■ GIVEN REQUEST 1 ■
Translate this sentence from the POLYVAL patch review email into Spanish: "Note that many of these comments will apply to the arm64 version too."
■ GIVEN REQUEST 2 ■
Write the next part of the POLYVAL patch review email, picking up right after its last line.

■ SOURCE DOCUMENT ■
■ ■ ■ ■ ■

Received-SPF: pass (google.com: domain of linux-crypto-owner@vger.kernel.org designates 2620:137:e000::1:20 as permitted sender) client-ip=2620:137:e000::1:20;
Date:   Wed, 2 Feb 2022 19:28:20 -0800
From:   Eric Biggers <ebiggers@kernel.org>
To:     Nathan Huckleberry <nhuck@google.com>
Cc:     linux-crypto@vger.kernel.org,
        Herbert Xu <herbert@gondor.apana.org.au>,
        "David S. Miller" <davem@davemloft.net>,
        linux-arm-kernel@lists.infradead.org,
        Paul Crowley <paulcrowley@google.com>,
        Sami Tolvanen <samitolvanen@google.com>
Subject: Re: [RFC PATCH 6/7] crypto: x86/polyval: Add PCLMULQDQ accelerated
 implementation of POLYVAL
Message-ID: <YftL1GKq/PfuYxvJ@sol.localdomain>
References: <20220125014422.80552-1-nhuck@google.com>
 <20220125014422.80552-7-nhuck@google.com>
MIME-Version: 1.0
Content-Type: text/plain; charset=us-ascii
Content-Disposition: inline
In-Reply-To: <20220125014422.80552-7-nhuck@google.com>
Precedence: bulk

[Note that many of these comments will apply to the arm64 version too.]

On Mon, Jan 24, 2022 at 07:44:21PM -0600, Nathan Huckleberry wrote:
> Add hardware accelerated version of POLYVAL for x86-64 CPUs with
> PCLMULQDQ support.

■ ■ ■ ■ ■

Data extracted from a collection:
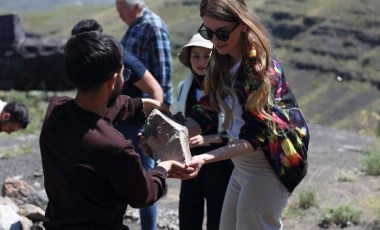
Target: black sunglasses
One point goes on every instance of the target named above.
(221, 35)
(127, 74)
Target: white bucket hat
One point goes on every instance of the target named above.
(196, 40)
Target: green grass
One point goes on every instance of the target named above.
(343, 216)
(370, 162)
(13, 151)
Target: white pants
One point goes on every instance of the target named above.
(255, 197)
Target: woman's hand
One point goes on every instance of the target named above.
(196, 164)
(177, 169)
(195, 141)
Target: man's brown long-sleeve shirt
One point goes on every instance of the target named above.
(91, 172)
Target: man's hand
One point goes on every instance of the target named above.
(150, 104)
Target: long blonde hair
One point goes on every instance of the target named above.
(219, 87)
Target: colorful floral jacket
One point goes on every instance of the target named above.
(286, 150)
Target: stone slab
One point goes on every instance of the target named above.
(166, 139)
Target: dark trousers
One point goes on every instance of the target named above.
(210, 185)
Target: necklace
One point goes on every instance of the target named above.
(233, 72)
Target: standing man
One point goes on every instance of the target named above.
(14, 116)
(148, 38)
(92, 173)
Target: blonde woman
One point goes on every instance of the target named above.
(209, 187)
(268, 136)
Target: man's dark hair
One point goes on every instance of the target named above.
(86, 25)
(91, 58)
(18, 113)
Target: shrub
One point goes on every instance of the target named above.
(343, 216)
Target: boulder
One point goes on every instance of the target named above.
(166, 139)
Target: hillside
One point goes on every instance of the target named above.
(329, 48)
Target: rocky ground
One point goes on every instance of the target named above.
(331, 152)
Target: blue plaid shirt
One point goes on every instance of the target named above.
(148, 39)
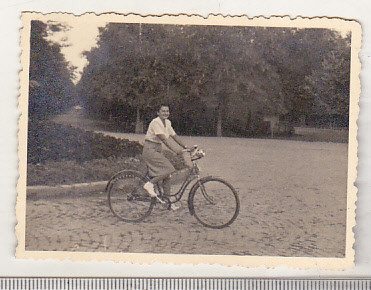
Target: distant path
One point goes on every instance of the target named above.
(293, 203)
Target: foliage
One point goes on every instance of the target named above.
(48, 141)
(217, 79)
(51, 89)
(329, 85)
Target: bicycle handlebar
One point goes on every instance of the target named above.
(195, 152)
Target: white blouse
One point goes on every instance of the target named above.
(156, 127)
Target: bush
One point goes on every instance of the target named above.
(48, 141)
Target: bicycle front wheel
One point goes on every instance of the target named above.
(215, 203)
(127, 198)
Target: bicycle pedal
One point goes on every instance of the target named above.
(160, 200)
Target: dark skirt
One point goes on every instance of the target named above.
(157, 163)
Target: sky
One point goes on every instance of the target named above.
(78, 38)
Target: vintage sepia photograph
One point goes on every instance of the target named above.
(188, 140)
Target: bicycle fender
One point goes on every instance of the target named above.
(193, 190)
(120, 172)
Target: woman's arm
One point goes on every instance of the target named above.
(177, 140)
(167, 143)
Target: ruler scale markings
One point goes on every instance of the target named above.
(181, 283)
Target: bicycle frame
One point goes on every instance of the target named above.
(192, 175)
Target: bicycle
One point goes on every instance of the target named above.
(211, 200)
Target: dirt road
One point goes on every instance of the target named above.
(293, 203)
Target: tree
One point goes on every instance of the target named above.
(329, 85)
(50, 88)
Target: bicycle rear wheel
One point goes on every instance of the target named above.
(127, 198)
(214, 202)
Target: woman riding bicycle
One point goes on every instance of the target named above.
(159, 167)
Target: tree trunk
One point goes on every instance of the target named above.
(219, 124)
(138, 123)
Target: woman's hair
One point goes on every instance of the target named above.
(158, 107)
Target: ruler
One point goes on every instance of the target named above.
(17, 283)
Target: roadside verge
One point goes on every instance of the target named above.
(42, 191)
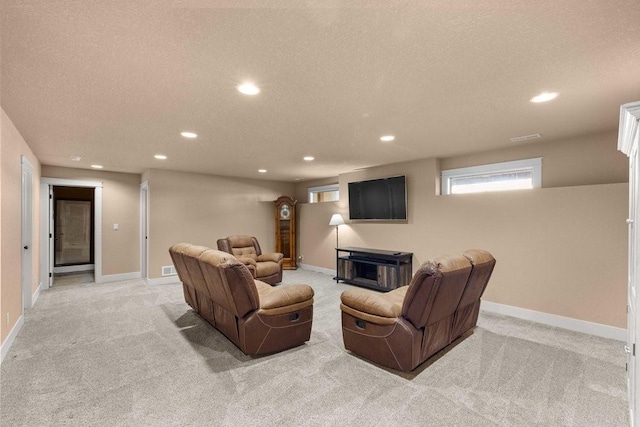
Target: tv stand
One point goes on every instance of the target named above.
(373, 268)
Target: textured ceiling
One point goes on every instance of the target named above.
(115, 82)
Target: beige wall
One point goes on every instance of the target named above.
(120, 205)
(559, 250)
(199, 209)
(12, 147)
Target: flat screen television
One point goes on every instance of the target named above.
(383, 199)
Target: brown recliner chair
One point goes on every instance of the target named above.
(256, 317)
(266, 267)
(403, 328)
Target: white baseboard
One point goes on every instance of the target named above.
(164, 280)
(74, 268)
(119, 277)
(36, 294)
(317, 269)
(6, 345)
(597, 329)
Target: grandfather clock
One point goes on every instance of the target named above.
(286, 231)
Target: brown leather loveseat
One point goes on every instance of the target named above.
(255, 316)
(266, 267)
(403, 328)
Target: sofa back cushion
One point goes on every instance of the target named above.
(435, 290)
(230, 283)
(178, 261)
(190, 255)
(241, 246)
(483, 263)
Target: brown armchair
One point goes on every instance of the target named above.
(403, 328)
(266, 267)
(256, 317)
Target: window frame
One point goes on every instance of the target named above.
(322, 189)
(534, 165)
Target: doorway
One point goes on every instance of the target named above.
(73, 235)
(75, 255)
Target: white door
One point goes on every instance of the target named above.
(27, 232)
(51, 241)
(144, 238)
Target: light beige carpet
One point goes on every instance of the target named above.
(129, 354)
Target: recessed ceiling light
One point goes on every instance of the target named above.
(525, 137)
(544, 97)
(248, 88)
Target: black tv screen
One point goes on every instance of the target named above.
(378, 199)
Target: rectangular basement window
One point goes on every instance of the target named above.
(515, 175)
(325, 193)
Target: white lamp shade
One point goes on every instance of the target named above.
(336, 219)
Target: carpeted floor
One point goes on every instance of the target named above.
(131, 354)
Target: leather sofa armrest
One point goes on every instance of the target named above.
(283, 296)
(272, 256)
(247, 261)
(382, 305)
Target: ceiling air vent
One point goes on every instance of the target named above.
(168, 270)
(525, 137)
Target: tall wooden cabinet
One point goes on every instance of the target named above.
(285, 214)
(629, 142)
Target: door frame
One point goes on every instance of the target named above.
(46, 219)
(144, 229)
(26, 237)
(628, 141)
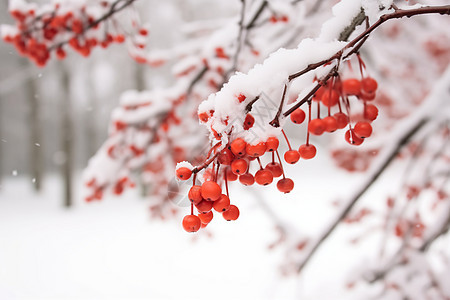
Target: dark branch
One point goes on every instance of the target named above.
(403, 141)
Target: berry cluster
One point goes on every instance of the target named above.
(233, 161)
(206, 198)
(40, 31)
(336, 93)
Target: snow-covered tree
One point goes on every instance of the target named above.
(330, 79)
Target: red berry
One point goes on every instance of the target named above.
(351, 86)
(285, 185)
(370, 112)
(203, 117)
(263, 177)
(307, 151)
(330, 124)
(275, 168)
(363, 129)
(291, 156)
(369, 85)
(211, 190)
(352, 138)
(191, 223)
(239, 166)
(231, 214)
(330, 99)
(256, 150)
(247, 179)
(206, 217)
(298, 116)
(342, 120)
(204, 206)
(230, 175)
(316, 126)
(367, 96)
(272, 144)
(184, 173)
(318, 95)
(222, 204)
(225, 157)
(143, 31)
(248, 122)
(238, 147)
(195, 194)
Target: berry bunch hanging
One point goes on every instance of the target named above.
(234, 158)
(42, 30)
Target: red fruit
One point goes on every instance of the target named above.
(330, 124)
(370, 112)
(247, 179)
(143, 31)
(316, 126)
(291, 156)
(191, 223)
(330, 99)
(256, 150)
(203, 117)
(195, 194)
(318, 95)
(184, 173)
(363, 129)
(231, 214)
(238, 147)
(239, 166)
(351, 86)
(352, 138)
(60, 53)
(307, 151)
(367, 96)
(263, 177)
(206, 217)
(230, 175)
(225, 157)
(298, 116)
(369, 85)
(248, 122)
(204, 206)
(342, 120)
(222, 204)
(211, 190)
(272, 144)
(275, 168)
(285, 185)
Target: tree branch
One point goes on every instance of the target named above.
(403, 141)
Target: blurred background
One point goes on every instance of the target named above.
(54, 245)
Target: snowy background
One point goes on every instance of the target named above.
(117, 249)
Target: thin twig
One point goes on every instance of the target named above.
(403, 141)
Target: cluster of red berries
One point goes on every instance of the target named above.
(336, 93)
(206, 198)
(36, 36)
(235, 160)
(236, 157)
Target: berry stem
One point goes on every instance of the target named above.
(217, 172)
(309, 120)
(259, 162)
(287, 141)
(318, 110)
(281, 164)
(226, 184)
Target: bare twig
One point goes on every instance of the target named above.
(403, 141)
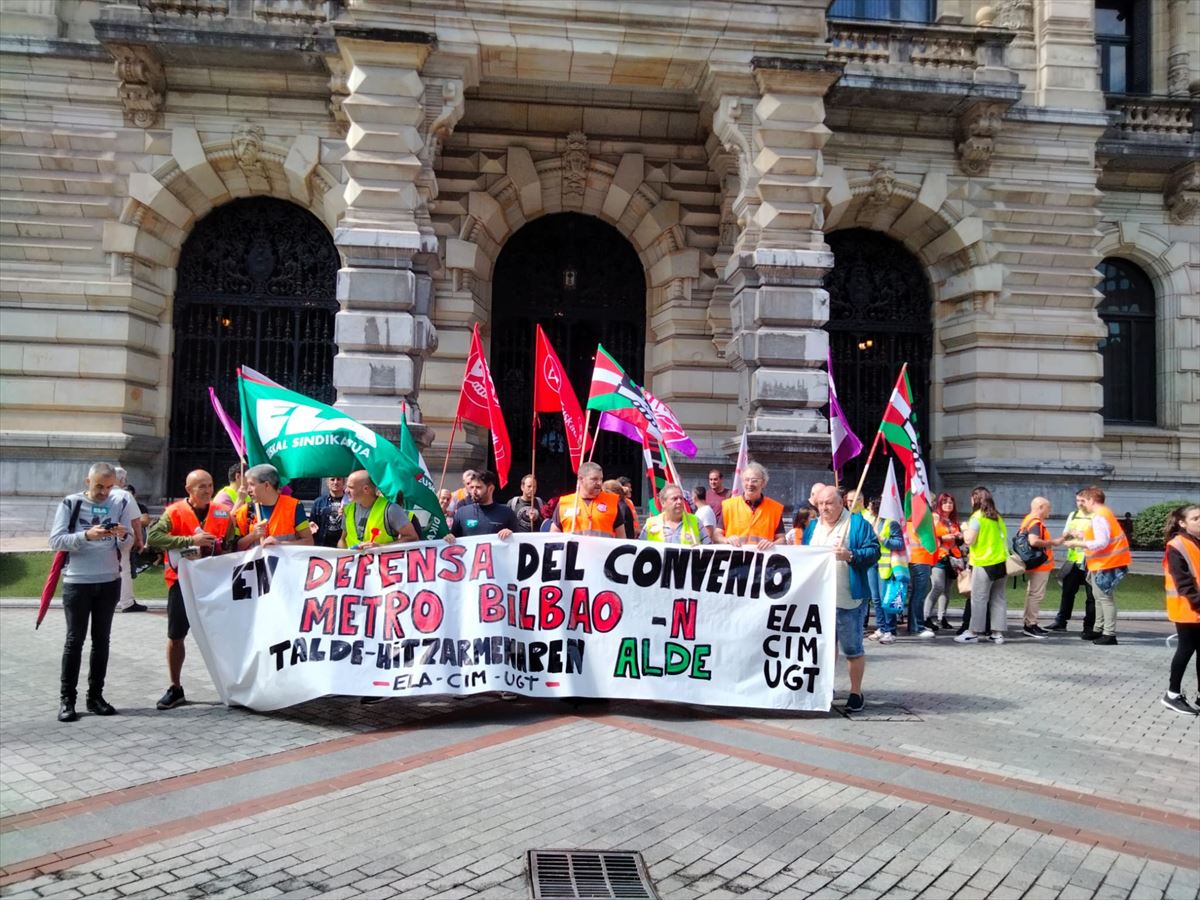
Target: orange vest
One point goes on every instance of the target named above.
(1177, 607)
(1113, 555)
(1027, 522)
(184, 523)
(762, 522)
(917, 553)
(597, 516)
(945, 546)
(282, 521)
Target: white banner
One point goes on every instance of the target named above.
(539, 615)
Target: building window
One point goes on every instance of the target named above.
(1122, 35)
(1129, 357)
(883, 10)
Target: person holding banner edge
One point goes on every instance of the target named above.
(857, 551)
(192, 526)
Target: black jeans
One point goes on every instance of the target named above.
(82, 603)
(1188, 646)
(1075, 580)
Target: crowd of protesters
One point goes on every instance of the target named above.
(883, 568)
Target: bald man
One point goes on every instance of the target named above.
(191, 527)
(1035, 523)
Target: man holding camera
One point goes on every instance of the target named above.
(192, 527)
(91, 528)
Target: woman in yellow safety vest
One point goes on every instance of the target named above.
(1181, 571)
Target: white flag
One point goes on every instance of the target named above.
(743, 461)
(892, 502)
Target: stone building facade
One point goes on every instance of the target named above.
(731, 145)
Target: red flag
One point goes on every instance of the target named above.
(553, 394)
(478, 403)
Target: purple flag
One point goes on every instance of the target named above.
(232, 430)
(846, 444)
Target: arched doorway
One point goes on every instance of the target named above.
(583, 283)
(879, 319)
(257, 287)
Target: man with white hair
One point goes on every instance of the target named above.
(90, 527)
(270, 516)
(751, 519)
(857, 550)
(119, 495)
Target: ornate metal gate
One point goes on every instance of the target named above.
(582, 281)
(879, 319)
(256, 287)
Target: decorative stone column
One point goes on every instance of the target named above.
(383, 329)
(1179, 65)
(775, 270)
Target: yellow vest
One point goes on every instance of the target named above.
(377, 525)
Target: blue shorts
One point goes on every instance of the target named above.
(850, 631)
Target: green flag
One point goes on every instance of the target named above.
(305, 438)
(419, 496)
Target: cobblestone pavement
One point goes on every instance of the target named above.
(1038, 769)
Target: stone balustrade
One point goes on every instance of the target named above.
(936, 48)
(1155, 117)
(279, 12)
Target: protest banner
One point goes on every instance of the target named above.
(541, 615)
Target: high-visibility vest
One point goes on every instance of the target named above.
(1113, 555)
(282, 521)
(1077, 522)
(1177, 606)
(595, 516)
(377, 525)
(689, 532)
(765, 521)
(1044, 534)
(889, 559)
(184, 523)
(991, 541)
(917, 552)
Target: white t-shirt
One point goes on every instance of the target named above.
(832, 535)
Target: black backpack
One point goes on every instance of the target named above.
(1032, 557)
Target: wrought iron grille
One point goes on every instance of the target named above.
(582, 281)
(256, 287)
(601, 875)
(879, 319)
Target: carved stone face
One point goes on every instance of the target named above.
(247, 143)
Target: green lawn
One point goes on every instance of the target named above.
(23, 575)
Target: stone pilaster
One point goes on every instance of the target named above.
(775, 271)
(383, 330)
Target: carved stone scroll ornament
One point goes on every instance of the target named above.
(1182, 193)
(575, 165)
(143, 88)
(976, 137)
(1014, 15)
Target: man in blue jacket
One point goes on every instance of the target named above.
(857, 550)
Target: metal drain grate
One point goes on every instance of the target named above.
(598, 874)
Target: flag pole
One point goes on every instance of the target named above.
(879, 433)
(594, 437)
(533, 448)
(449, 448)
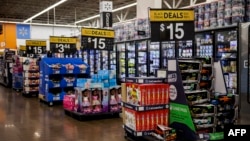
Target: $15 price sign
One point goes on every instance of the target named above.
(63, 44)
(172, 25)
(97, 39)
(35, 47)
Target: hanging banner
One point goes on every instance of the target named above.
(35, 47)
(97, 39)
(171, 25)
(63, 44)
(106, 8)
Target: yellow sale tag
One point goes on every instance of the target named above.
(98, 32)
(159, 15)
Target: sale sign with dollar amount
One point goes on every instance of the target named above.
(97, 39)
(35, 47)
(63, 44)
(171, 25)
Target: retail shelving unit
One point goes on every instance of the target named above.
(17, 74)
(58, 77)
(133, 59)
(143, 112)
(6, 63)
(31, 75)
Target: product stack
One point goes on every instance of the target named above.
(17, 74)
(31, 76)
(219, 13)
(59, 77)
(145, 102)
(94, 96)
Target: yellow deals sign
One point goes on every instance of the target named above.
(35, 43)
(22, 47)
(159, 15)
(98, 32)
(69, 40)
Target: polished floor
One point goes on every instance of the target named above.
(26, 119)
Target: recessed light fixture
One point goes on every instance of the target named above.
(45, 10)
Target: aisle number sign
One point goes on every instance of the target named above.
(97, 39)
(63, 44)
(171, 25)
(34, 47)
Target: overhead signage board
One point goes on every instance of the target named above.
(171, 25)
(65, 45)
(35, 47)
(97, 39)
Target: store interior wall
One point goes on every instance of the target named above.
(8, 37)
(40, 32)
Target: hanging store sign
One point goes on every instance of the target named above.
(97, 39)
(63, 44)
(106, 8)
(171, 25)
(35, 47)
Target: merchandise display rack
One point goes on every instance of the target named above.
(17, 74)
(31, 77)
(138, 107)
(80, 104)
(58, 77)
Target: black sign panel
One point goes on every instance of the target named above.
(97, 39)
(172, 31)
(106, 18)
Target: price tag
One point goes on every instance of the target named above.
(63, 44)
(97, 39)
(56, 98)
(34, 47)
(172, 25)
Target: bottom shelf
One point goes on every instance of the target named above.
(92, 116)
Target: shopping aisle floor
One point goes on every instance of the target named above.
(26, 119)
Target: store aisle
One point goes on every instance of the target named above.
(26, 119)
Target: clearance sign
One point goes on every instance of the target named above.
(171, 25)
(97, 39)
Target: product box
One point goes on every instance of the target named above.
(147, 120)
(85, 100)
(69, 102)
(105, 99)
(113, 100)
(147, 94)
(96, 100)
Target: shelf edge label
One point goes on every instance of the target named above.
(98, 32)
(157, 15)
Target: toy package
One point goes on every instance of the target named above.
(96, 100)
(113, 100)
(86, 101)
(105, 100)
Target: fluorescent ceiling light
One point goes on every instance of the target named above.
(115, 10)
(45, 10)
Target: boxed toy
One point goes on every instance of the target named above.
(105, 99)
(96, 100)
(85, 101)
(113, 100)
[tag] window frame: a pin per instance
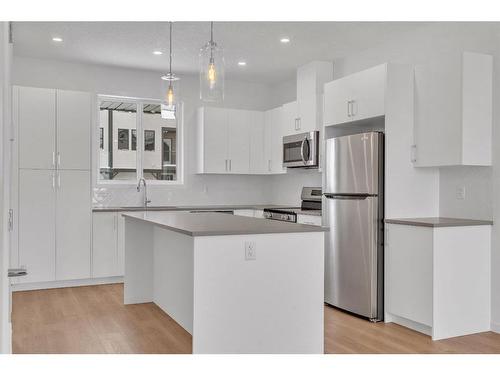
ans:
(140, 103)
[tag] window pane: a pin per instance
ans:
(160, 145)
(117, 156)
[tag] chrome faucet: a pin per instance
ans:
(146, 200)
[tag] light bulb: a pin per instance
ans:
(170, 96)
(212, 75)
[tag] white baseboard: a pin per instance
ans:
(495, 327)
(66, 283)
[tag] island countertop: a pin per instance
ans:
(217, 224)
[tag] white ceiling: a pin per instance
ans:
(130, 44)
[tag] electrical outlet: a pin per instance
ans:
(250, 250)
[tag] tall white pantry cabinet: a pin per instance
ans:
(52, 138)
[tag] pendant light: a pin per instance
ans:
(170, 85)
(211, 70)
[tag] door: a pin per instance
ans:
(336, 102)
(351, 254)
(258, 156)
(215, 140)
(277, 125)
(291, 123)
(368, 93)
(37, 128)
(74, 118)
(73, 225)
(104, 244)
(238, 146)
(37, 224)
(353, 163)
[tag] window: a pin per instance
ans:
(149, 140)
(123, 139)
(125, 123)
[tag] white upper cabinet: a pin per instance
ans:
(36, 113)
(54, 128)
(310, 84)
(453, 111)
(273, 140)
(212, 140)
(258, 155)
(74, 119)
(305, 114)
(356, 97)
(238, 141)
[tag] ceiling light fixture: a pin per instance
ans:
(171, 91)
(211, 70)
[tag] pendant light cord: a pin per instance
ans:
(170, 68)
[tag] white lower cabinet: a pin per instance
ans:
(37, 216)
(104, 244)
(54, 224)
(73, 225)
(108, 247)
(309, 219)
(437, 279)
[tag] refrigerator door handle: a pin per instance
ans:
(359, 197)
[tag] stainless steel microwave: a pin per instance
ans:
(301, 150)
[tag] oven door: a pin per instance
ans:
(301, 150)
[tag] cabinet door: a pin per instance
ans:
(74, 118)
(368, 96)
(238, 146)
(104, 244)
(37, 224)
(268, 139)
(291, 123)
(73, 225)
(277, 133)
(336, 102)
(37, 128)
(258, 156)
(215, 140)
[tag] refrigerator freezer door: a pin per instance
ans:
(351, 256)
(352, 164)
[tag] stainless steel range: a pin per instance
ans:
(311, 201)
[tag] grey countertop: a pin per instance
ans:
(438, 222)
(217, 224)
(202, 208)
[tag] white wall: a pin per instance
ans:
(197, 189)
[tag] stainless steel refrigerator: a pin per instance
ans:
(354, 211)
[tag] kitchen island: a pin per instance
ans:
(237, 284)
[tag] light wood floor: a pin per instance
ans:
(93, 319)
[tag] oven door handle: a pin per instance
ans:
(302, 150)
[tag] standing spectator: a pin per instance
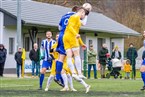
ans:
(103, 59)
(34, 55)
(92, 61)
(46, 56)
(3, 53)
(142, 68)
(132, 55)
(116, 53)
(18, 58)
(127, 69)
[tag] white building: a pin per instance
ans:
(99, 29)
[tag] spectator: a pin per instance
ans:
(127, 69)
(116, 53)
(132, 55)
(92, 61)
(34, 55)
(18, 58)
(3, 53)
(142, 68)
(103, 59)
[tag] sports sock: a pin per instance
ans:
(50, 78)
(41, 80)
(65, 80)
(143, 77)
(70, 81)
(59, 66)
(70, 65)
(78, 64)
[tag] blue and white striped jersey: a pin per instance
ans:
(45, 48)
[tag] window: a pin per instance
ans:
(27, 43)
(11, 45)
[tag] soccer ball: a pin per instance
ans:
(87, 6)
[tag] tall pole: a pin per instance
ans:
(19, 35)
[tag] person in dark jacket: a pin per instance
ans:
(103, 59)
(116, 53)
(132, 55)
(18, 59)
(92, 61)
(34, 55)
(3, 53)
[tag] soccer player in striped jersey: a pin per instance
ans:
(60, 48)
(71, 40)
(46, 56)
(142, 69)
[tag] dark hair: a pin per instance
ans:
(75, 8)
(91, 45)
(86, 11)
(1, 45)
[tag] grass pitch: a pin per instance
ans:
(27, 87)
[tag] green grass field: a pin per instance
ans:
(27, 87)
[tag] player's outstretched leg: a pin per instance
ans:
(50, 78)
(143, 78)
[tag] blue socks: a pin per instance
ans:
(41, 80)
(59, 66)
(143, 77)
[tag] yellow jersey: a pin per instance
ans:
(72, 29)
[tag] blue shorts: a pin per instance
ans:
(46, 64)
(60, 47)
(143, 62)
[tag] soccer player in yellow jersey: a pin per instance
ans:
(71, 44)
(65, 72)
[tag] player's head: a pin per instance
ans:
(127, 61)
(35, 45)
(56, 37)
(75, 8)
(87, 6)
(82, 12)
(48, 34)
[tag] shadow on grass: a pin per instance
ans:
(53, 93)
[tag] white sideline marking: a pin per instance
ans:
(13, 85)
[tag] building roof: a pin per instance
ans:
(33, 12)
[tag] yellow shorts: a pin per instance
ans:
(70, 42)
(53, 68)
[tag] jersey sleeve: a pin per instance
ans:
(81, 42)
(72, 22)
(84, 21)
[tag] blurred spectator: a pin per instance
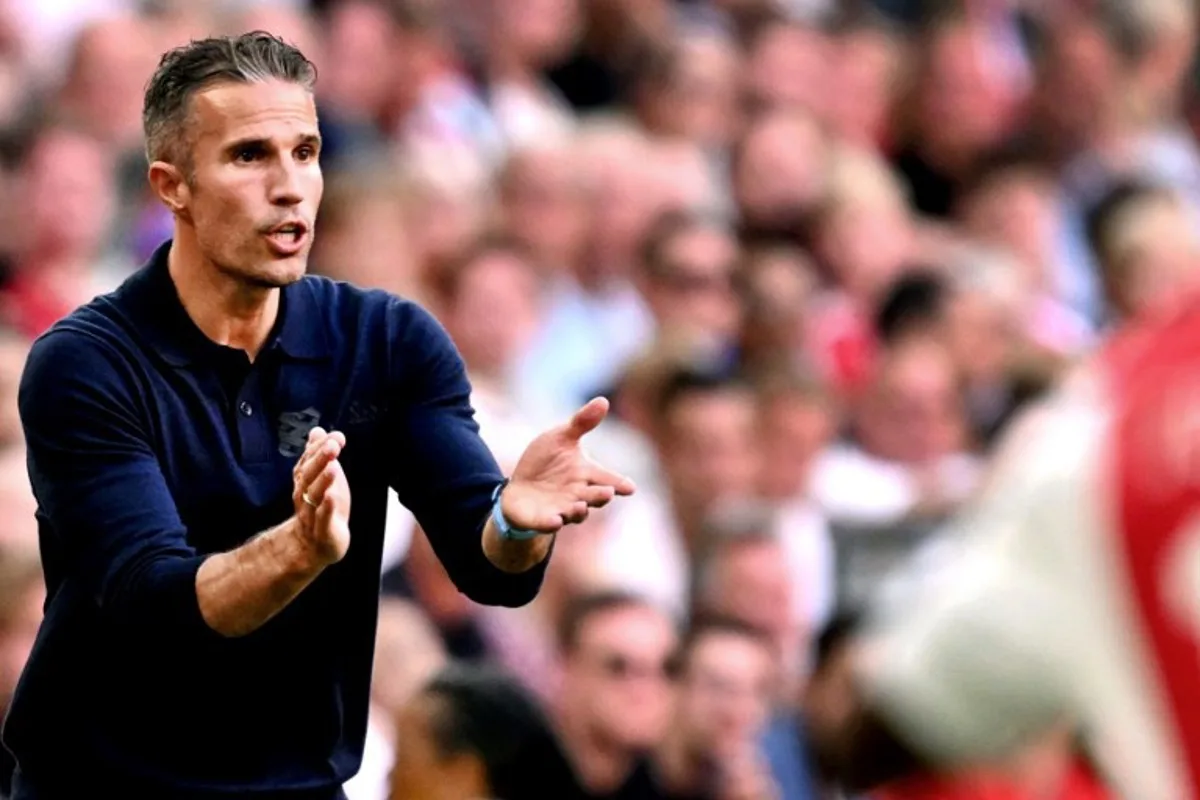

■ ■ ■ ■ ■

■ WRITTEN REPLY 1 ■
Tenga en cuenta que muchos de estos comentarios también se aplicarán a la versión para arm64.

■ WRITTEN REPLY 2 ■
> 
> This implementation is accelerated using PCLMULQDQ instructions to
> perform the finite field computations.  For added efficiency, 8 blocks
> of the plaintext are processed simultaneously by precomputing the first

plaintext => message

> diff --git a/arch/x86/crypto/Makefile b/arch/x86/crypto/Makefile
> index ed187fcd0b01..0214c5f22606 100644
> --- a/arch/x86/crypto/Makefile
> +++ b/arch/x86/crypto/Makefile
> @@ -69,6 +69,9 @@ libblake2s-x86_64-y := blake2s-core.o blake2s-glue.o
>  obj-$(CONFIG_CRYPTO_GHASH_CLMUL_NI_INTEL) += ghash-clmulni-intel.o
>  ghash-clmulni-intel-y := ghash-clmulni-intel_asm.o ghash-clmulni-intel_glue.o
>  
> +obj-$(CONFIG_CRYPTO_POLYVAL_CLMUL_NI_INTEL) += polyval-clmulni-intel.o
> +polyval-clmulni-intel-y := polyval-clmulni-intel_asm.o polyval-clmulni-intel_glue.o
> +

IMO this should be named just polyval-clmulni.  Including "intel" is a bit
gratuituous, given that AMD supports this too, and this is in the x86 directory.
I guess that some of the authors of some of the existing files wanted to include
their company name.  Doesn't actually matter, though; it's up to you.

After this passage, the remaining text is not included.